═════ PAGE EXCERPT ═════
In 2025, dollars went toward providing 7 million meals to children, connecting 9,000 kids with mental health services and distributing thousands of brain development materials to new parents, Boggess said.
A key success of the year, Boggess said, was that 99% of parents receiving in-home support from the organization reported being “free of abuse or neglect” during or after services.
“The staff take their work so seriously,” said Megan Seales, director of performance and evaluation. “We’re taking dollars out of homes in our community and they’re trusting us to be accountable to them. Behind every number is a kid.”
Becky Albert, director of strategic initiatives, said she sees the welfare board as a “think tank” for what the county’s children need.
She said the board has historically focused on funding programs in “higher-risk” areas of the county, but data told a different story. She discovered through Pinellas-Pasco Medical Examiner’s Office data that children were dying by suicide more frequently in higher income areas north of Ulmerton Road.
═════
STUDY QUESTIONS
a. Repeat the portion of the welfare board excerpt that begins with the words containing "She said the" and ends with "of Ulmerton Road.".
b. Name every person the welfare board excerpt mentions by name.
Rely only on the welfare board excerpt when answering.
═════ DATA LISTING ═════
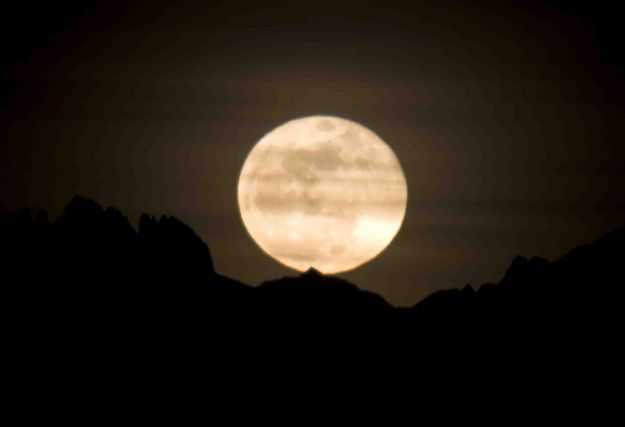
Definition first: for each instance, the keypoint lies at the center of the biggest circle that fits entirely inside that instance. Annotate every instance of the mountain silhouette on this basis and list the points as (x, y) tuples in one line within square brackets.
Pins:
[(90, 283)]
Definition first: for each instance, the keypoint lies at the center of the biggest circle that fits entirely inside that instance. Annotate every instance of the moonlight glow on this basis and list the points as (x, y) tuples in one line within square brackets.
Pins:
[(322, 192)]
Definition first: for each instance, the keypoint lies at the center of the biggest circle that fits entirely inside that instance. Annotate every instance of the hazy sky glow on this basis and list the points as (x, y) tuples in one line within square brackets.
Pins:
[(507, 120)]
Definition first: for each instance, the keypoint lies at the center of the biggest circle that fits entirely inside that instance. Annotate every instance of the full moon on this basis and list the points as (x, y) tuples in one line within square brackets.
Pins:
[(322, 192)]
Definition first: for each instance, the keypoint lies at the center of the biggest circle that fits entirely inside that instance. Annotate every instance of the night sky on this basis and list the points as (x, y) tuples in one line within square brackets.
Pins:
[(507, 118)]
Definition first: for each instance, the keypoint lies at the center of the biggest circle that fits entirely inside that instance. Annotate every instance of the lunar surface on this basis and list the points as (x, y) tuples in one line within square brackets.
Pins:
[(322, 192)]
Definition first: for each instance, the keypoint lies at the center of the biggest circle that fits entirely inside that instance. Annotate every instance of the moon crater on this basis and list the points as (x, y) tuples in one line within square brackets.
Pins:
[(322, 192)]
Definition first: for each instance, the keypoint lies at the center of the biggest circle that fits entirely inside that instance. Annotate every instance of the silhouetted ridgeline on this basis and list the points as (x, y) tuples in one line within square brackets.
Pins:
[(90, 278)]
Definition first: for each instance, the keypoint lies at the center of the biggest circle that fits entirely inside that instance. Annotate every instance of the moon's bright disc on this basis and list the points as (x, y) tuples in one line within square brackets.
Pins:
[(322, 192)]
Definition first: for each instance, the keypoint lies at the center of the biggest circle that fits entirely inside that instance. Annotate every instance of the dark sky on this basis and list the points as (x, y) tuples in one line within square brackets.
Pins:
[(507, 118)]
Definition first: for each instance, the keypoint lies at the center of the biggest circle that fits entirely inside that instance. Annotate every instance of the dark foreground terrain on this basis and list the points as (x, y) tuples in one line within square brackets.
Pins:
[(88, 301)]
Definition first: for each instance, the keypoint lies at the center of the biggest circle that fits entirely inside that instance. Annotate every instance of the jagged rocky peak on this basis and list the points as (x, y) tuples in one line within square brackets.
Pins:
[(312, 272)]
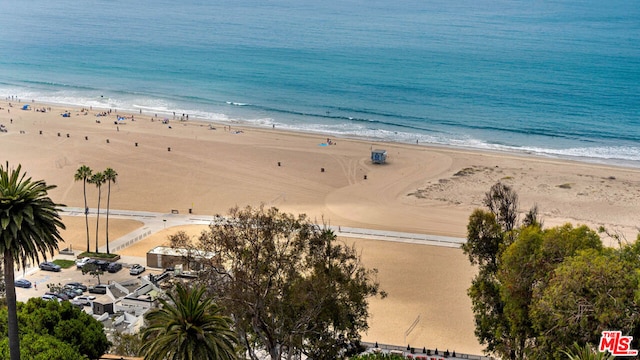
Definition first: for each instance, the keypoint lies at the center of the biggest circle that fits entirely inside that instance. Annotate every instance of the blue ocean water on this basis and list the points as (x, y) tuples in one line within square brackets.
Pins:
[(555, 78)]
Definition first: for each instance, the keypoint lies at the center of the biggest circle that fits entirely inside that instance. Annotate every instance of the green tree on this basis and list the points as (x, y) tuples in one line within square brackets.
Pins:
[(588, 293), (29, 227), (98, 180), (93, 270), (586, 352), (502, 201), (188, 326), (110, 176), (125, 344), (84, 173), (42, 347), (59, 330), (291, 287), (489, 233)]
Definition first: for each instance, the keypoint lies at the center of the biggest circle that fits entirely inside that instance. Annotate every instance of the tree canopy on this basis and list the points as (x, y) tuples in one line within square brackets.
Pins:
[(188, 326), (539, 293), (50, 331), (291, 287)]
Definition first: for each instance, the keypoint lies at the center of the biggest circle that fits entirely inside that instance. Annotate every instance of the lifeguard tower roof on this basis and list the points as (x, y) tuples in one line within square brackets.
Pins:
[(378, 156)]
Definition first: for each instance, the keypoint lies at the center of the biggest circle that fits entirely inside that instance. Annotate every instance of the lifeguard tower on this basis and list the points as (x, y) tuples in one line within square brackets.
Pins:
[(378, 156)]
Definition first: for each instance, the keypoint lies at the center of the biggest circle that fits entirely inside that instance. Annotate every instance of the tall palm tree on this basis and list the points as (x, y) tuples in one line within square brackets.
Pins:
[(29, 226), (110, 176), (84, 173), (188, 326), (97, 179)]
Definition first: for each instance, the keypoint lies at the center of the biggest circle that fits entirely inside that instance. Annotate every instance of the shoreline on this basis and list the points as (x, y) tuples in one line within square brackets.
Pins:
[(443, 167), (421, 189), (256, 125)]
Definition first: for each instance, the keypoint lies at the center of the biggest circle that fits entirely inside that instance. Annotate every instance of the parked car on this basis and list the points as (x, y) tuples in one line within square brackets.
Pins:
[(71, 291), (23, 283), (50, 297), (60, 296), (98, 289), (102, 265), (114, 267), (77, 285), (80, 263), (85, 299), (136, 269), (49, 266)]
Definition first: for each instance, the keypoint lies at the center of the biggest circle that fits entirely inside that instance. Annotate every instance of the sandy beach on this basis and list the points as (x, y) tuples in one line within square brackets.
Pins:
[(182, 165)]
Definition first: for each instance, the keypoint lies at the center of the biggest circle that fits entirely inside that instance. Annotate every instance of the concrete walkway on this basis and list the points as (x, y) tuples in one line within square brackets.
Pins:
[(155, 222)]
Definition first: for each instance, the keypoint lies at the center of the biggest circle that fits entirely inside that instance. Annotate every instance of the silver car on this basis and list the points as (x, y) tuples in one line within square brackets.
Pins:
[(136, 269)]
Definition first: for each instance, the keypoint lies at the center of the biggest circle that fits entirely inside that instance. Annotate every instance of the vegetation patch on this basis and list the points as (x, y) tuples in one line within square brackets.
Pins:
[(65, 264)]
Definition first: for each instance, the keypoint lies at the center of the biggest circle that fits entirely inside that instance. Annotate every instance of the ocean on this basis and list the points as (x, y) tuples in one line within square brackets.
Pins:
[(558, 78)]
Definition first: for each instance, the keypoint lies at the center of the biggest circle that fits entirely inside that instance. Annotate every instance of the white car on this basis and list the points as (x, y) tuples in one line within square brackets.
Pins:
[(136, 269), (80, 263), (85, 299)]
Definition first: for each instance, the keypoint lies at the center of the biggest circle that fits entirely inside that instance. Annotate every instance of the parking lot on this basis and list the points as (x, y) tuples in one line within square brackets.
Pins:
[(39, 278)]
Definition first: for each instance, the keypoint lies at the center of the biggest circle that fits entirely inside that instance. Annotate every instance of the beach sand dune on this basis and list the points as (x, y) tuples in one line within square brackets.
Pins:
[(420, 189)]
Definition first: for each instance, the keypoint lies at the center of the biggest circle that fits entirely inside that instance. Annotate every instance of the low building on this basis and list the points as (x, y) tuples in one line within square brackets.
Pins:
[(163, 257), (378, 156)]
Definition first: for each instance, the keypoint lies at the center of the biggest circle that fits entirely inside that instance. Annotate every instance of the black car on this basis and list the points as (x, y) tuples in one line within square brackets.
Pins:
[(114, 267), (78, 285), (102, 265), (98, 289), (49, 266)]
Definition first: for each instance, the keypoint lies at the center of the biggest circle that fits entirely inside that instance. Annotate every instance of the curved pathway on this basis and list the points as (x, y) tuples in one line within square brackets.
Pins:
[(154, 222)]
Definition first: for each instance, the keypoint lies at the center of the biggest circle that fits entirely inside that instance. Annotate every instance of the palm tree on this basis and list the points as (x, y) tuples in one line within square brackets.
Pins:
[(188, 327), (110, 176), (29, 226), (84, 173), (97, 179)]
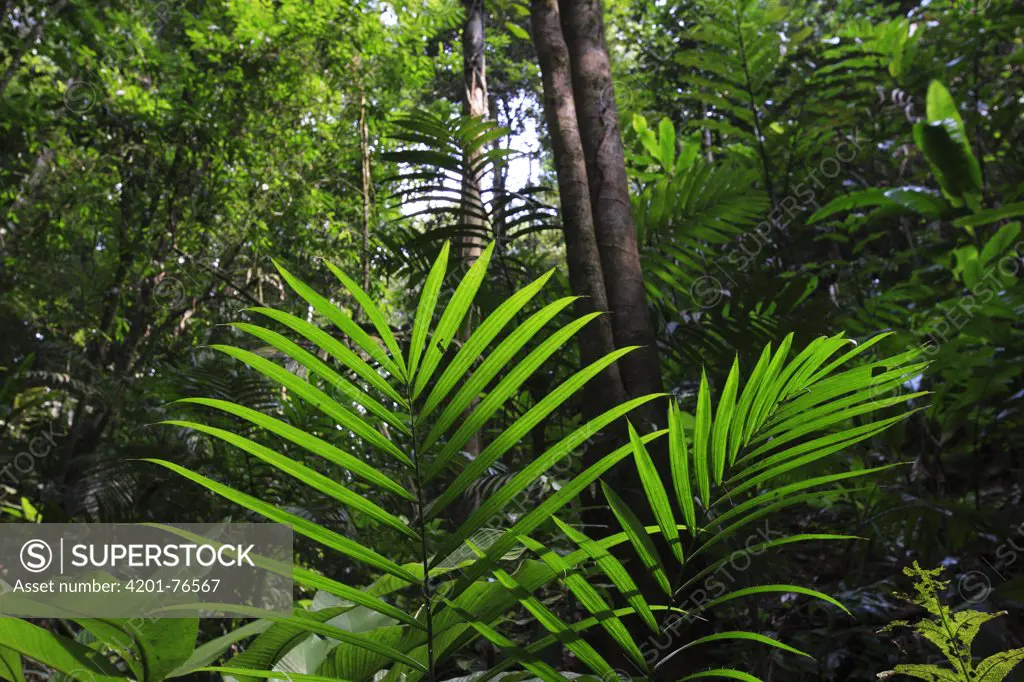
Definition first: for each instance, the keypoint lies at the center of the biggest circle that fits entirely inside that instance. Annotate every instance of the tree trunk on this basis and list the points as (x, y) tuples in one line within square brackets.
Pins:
[(474, 77), (474, 222), (583, 28), (367, 185), (582, 255)]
═════
ANSWERS FOR EACH ITEM
a.
She said the board has historically focused on funding programs in “higher-risk” areas of the county, but data told a different story. She discovered through Pinellas-Pasco Medical Examiner’s Office data that children were dying by suicide more frequently in higher income areas north of Ulmerton Road.

b. Boggess, Megan Seales, Becky Albert